What you have to do | Give back each line of the listing below that contains the string "sleeve".

Task inputs |
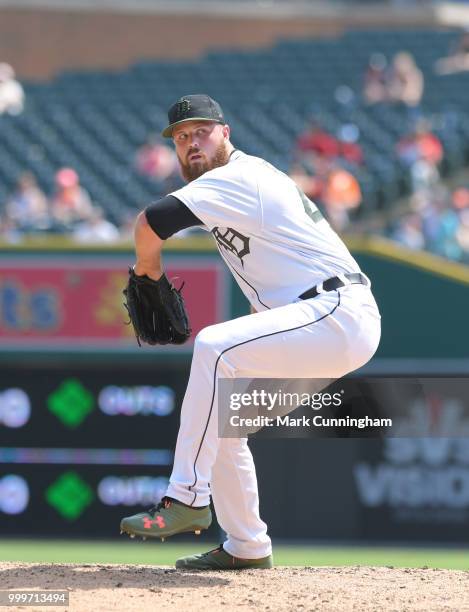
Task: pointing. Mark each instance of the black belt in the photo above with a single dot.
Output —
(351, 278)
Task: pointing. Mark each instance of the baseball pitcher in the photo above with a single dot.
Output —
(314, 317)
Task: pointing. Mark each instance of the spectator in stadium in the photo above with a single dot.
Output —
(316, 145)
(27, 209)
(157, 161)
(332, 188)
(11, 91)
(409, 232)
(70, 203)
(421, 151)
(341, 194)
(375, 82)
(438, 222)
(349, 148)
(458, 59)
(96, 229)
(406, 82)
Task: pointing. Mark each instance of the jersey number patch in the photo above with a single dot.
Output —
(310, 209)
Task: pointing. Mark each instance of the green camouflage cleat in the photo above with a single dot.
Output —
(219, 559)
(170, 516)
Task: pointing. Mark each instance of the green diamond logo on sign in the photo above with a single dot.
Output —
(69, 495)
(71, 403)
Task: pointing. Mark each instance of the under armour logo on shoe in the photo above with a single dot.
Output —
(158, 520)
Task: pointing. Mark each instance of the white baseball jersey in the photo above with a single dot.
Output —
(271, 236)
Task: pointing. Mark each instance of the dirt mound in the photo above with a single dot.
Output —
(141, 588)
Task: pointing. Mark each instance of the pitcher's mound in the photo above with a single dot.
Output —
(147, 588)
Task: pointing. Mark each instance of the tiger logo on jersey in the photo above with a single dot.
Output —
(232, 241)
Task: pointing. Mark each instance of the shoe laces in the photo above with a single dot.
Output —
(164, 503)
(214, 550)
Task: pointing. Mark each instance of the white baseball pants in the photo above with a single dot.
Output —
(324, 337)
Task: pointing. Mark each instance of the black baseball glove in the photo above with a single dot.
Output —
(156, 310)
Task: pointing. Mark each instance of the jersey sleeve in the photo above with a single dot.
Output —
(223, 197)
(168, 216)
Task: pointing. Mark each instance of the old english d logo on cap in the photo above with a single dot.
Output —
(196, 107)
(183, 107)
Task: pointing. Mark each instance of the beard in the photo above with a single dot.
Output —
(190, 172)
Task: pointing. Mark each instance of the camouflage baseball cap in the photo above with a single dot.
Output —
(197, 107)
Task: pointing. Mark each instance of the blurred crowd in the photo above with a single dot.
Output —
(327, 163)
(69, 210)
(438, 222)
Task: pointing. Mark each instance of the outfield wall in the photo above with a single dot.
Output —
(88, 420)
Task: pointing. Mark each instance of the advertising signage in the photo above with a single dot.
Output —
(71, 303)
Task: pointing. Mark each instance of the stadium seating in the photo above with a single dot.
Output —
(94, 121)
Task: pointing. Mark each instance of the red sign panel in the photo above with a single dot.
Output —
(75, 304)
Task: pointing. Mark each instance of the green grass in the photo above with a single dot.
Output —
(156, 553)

...

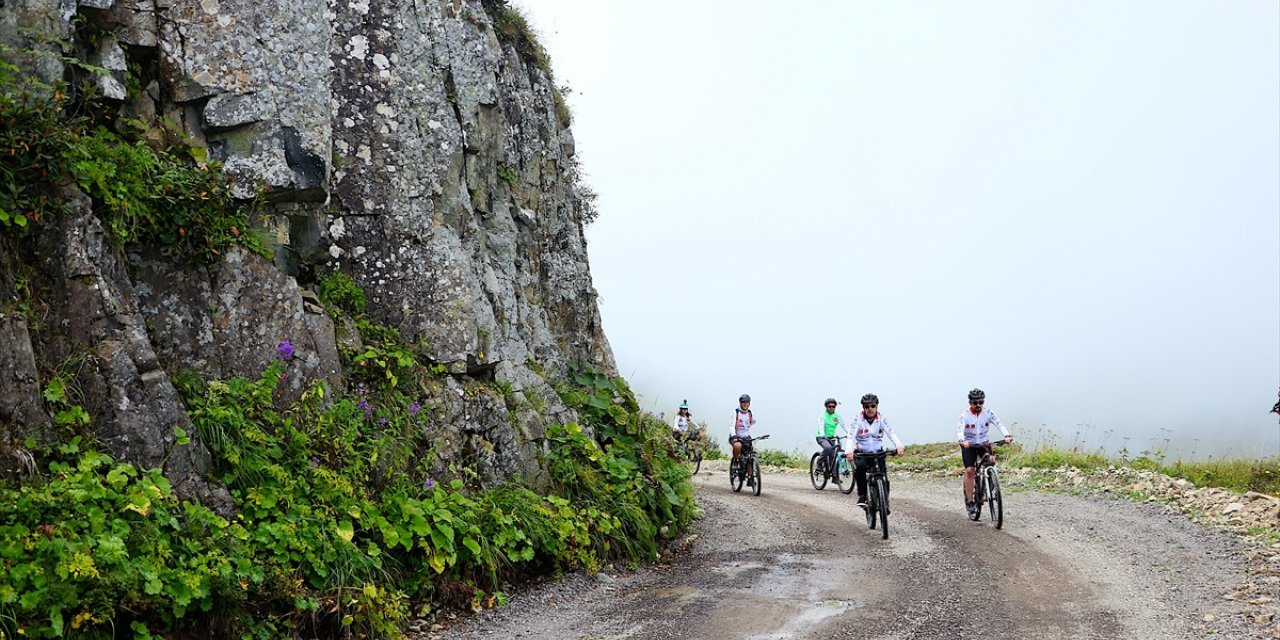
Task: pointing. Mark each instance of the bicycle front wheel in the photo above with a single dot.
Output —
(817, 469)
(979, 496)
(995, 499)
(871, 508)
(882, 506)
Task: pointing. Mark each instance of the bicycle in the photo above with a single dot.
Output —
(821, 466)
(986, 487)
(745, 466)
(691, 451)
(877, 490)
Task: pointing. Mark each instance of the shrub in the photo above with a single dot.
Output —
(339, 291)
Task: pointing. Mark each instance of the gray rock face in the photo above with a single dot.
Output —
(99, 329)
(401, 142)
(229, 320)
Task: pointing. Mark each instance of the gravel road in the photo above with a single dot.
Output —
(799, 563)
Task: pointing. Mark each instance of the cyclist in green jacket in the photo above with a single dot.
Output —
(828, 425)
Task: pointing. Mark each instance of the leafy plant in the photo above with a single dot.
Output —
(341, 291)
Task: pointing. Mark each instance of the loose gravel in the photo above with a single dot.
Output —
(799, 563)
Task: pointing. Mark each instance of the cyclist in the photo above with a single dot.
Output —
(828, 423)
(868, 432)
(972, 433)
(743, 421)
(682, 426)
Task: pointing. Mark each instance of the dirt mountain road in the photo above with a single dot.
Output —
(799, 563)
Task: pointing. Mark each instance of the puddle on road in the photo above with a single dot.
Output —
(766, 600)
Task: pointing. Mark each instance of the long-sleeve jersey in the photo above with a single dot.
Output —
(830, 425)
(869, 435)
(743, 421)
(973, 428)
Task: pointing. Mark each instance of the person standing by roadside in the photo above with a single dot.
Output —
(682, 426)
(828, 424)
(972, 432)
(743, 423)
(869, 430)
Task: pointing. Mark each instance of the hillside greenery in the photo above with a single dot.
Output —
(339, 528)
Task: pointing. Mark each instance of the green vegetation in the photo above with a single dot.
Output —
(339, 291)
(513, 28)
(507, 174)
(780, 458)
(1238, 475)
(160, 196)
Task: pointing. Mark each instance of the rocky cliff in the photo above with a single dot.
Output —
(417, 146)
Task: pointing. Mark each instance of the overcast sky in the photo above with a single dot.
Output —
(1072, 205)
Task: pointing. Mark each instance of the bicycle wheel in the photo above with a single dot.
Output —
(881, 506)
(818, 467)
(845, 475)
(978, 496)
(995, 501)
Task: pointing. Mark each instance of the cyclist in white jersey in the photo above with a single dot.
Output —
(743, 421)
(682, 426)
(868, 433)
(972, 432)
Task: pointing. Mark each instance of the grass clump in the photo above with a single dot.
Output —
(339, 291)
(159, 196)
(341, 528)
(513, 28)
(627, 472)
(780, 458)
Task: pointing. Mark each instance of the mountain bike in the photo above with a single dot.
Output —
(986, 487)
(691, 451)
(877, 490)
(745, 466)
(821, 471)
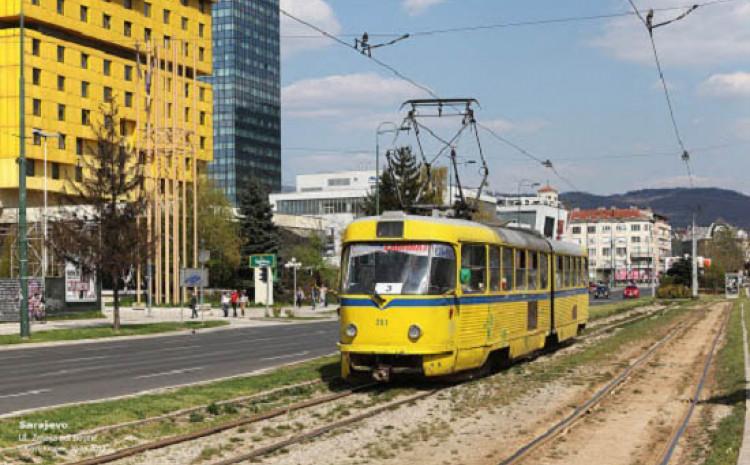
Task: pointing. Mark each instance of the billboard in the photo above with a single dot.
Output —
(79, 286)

Answer to this problem |
Task: pointing. Mark each instance of the jersey sleeve in the photo above with a single dot.
Task: pointing. Mark each instance of the long-sleeve jersey in the photo above with a single dot.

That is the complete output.